**TEXT:**
Mit zu erwartenden Reaktionen: zunächst betretenes Schweigen bei der Union selbst, gleichzeitig ein Frontalangriff mit der Moralkeule durch Grünen-Co-Chefin Ricarda Lang: „Friedrich Merz spielt ganz bewusst Gruppen gegeneinander aus, verbreitet dabei Falschinformationen. So wird kein einziges Problem gelöst, aber Hass geschürt. Das ist einem Vorsitzenden einer Volkspartei unwürdig.“

Deutschland, im achten Jahr nach der großen Migrationskrise und Merkels sogenannter Grenzöffnung. Kein Wunder, dass immer mehr Menschen an der Politik verzweifeln.

**EINTRÄGE IM DATENSATZ:**

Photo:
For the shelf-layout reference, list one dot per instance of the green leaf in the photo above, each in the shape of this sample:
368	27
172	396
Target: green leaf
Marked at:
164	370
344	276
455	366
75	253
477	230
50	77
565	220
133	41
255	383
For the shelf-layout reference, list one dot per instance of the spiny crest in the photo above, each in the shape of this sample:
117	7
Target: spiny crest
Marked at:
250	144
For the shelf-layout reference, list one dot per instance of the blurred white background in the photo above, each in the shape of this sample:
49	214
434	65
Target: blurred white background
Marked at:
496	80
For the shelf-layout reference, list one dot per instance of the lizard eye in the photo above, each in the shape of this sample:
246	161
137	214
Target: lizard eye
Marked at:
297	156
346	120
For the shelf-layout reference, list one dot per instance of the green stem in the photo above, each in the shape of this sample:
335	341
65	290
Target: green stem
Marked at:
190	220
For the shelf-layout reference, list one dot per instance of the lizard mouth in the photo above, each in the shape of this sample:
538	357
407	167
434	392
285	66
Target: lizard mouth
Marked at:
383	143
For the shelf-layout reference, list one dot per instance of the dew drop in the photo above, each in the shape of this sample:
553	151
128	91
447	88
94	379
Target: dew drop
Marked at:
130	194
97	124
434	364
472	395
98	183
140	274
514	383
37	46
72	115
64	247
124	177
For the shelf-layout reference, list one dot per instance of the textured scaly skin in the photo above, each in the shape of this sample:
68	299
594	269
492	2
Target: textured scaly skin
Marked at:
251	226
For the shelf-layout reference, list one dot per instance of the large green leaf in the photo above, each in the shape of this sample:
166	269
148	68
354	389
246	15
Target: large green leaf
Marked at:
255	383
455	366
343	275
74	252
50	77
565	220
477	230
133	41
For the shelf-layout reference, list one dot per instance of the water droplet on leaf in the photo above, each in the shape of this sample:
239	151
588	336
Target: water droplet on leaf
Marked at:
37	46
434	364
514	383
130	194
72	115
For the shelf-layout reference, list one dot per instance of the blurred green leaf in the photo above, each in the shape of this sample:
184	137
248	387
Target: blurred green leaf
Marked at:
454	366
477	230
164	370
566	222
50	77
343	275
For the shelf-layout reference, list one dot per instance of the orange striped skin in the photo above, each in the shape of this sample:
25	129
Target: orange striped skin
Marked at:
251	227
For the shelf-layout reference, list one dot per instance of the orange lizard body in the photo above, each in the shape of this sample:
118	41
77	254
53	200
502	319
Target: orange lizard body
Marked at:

**WAS ZU TUN IST:**
Setze den Text über Friedrich Merz und die Migrationsdebatte im Anschluss an seinen letzten Satz fort.

**ANTWORT:**
Die immergleichen Rituale

Es sind die stets gleichen Rituale. Fast wie in einem Gottesdienst werden bestimmte Buzzwords heruntergebetet. Je nachdem, welcher Glaubensrichtung man angehört, lauten diese: „Weltoffenheit“, „gesamteuropäische Lösung“, „Populismus“, „Spaltung“, „Rassismus“ oder eben „Obergrenze“, „Kontrollverlust“, „Asyl-Tourismus“, „Messer-Migranten“. Das haut man sich dann um die Ohren, während Bürgermeister sich gezwungen sehen, Turnhallen in Massenunterkünfte umzuwidmen, und irgendwann ein sonst schweigsamer Bundeskanzler ein Machtwörtchen spricht, das spätestens in der darauffolgenden Woche schon wieder vergessen sein wird. Die AfD sitzt derweil am Spielfeldrand und erfreut sich regen Zulaufs. Leider ist das alles keine zynische Polit-Satire, sondern eine bittere Reality-Show.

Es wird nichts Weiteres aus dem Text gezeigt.